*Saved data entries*
* * *
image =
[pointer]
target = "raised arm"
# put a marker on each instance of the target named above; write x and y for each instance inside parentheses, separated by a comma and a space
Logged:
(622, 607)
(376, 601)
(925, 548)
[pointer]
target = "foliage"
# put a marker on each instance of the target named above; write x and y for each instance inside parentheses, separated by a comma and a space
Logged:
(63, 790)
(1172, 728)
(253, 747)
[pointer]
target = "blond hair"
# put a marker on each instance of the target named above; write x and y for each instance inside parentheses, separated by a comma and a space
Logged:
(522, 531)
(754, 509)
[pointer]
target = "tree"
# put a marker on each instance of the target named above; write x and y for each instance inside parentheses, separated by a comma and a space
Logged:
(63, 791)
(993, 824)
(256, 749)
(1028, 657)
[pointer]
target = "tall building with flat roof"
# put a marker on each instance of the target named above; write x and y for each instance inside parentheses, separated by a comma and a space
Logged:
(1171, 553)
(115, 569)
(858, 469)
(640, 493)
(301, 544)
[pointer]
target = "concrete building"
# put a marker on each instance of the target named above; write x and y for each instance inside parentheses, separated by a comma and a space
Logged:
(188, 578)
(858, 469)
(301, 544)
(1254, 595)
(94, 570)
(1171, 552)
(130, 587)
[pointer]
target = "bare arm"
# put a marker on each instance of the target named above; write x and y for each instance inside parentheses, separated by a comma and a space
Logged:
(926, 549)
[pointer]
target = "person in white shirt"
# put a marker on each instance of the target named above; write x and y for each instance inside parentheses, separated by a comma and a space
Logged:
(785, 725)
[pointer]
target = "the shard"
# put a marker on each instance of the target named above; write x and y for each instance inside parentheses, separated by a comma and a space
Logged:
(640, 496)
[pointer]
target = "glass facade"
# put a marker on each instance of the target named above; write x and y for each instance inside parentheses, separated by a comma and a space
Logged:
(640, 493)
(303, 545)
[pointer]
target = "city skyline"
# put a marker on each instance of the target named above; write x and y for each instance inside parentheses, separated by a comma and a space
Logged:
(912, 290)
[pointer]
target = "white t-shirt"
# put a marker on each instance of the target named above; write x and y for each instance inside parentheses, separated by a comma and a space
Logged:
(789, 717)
* * *
*ASSIGNMENT*
The answer should be an exact reproduction of all the entries.

*ANSWER BOX*
image =
[pointer]
target = "raised arm"
# put a marker on each instance of the target named above; write x and y for each instance inside parentheses, separated by a comma and a space
Logged:
(622, 607)
(376, 601)
(925, 548)
[pointer]
target = "foliage"
# put a marker on each instance of the target named above; write x and y for each instance inside parentheses, separated by a comma and a space
Logged:
(63, 790)
(1172, 728)
(253, 747)
[pointer]
target = "blond hair"
# put a marker on each instance of the target named above; write x and y for each instance inside parentheses, separated by a comma and a space
Logged:
(522, 531)
(754, 509)
[pointer]
target = "tree"
# put a marker on each instance of the target named above; write x and y for each instance inside parentheses, separated by a comma and a space
Logged:
(63, 791)
(993, 824)
(256, 749)
(1028, 657)
[pointer]
target = "tall building with flat roof"
# put a marker on each instance of the target named above; write x and y for each instance inside parentheses, separated by a comma and a space
Logged:
(1171, 553)
(115, 569)
(858, 469)
(640, 493)
(301, 544)
[pointer]
target = "concrete building"
# put a marker on each instance of the target named above; write x and y for each instance inside parentheses, separated by a comma and a space
Logged:
(188, 578)
(858, 469)
(301, 544)
(1254, 595)
(94, 570)
(1171, 552)
(130, 587)
[pointer]
target = "bare arm"
# put a marker on each instance of the target named above; write x and y for each instance inside parentheses, separated by a comma and a space
Logged:
(926, 549)
[pointer]
target = "person in white shirt"
# put a marker on each instance of the target named above; write x and y for each instance inside parentheses, separated by a comma and a space
Logged:
(785, 725)
[pointer]
target = "the shard"
# put a marker on each instance of the target named above; write x and y for each instance inside parentheses, separated by a comma and a space
Logged:
(640, 496)
[pointer]
target = "glass facade"
# put a marker on each instance of the target named above; write x and y for each instance inside parentheses, separated by a comma and a space
Logged:
(640, 493)
(303, 545)
[pointer]
target = "city skyline"
# put a marker on each instance of the target named above; write x and y for each instance inside parentheses, separated by a comma and a space
Logged:
(912, 290)
[pointer]
target = "white t-shirt"
# put a marker on each instance of the target named above; write x and y for each instance inside parentheses, separated by a comma and a space
Logged:
(789, 717)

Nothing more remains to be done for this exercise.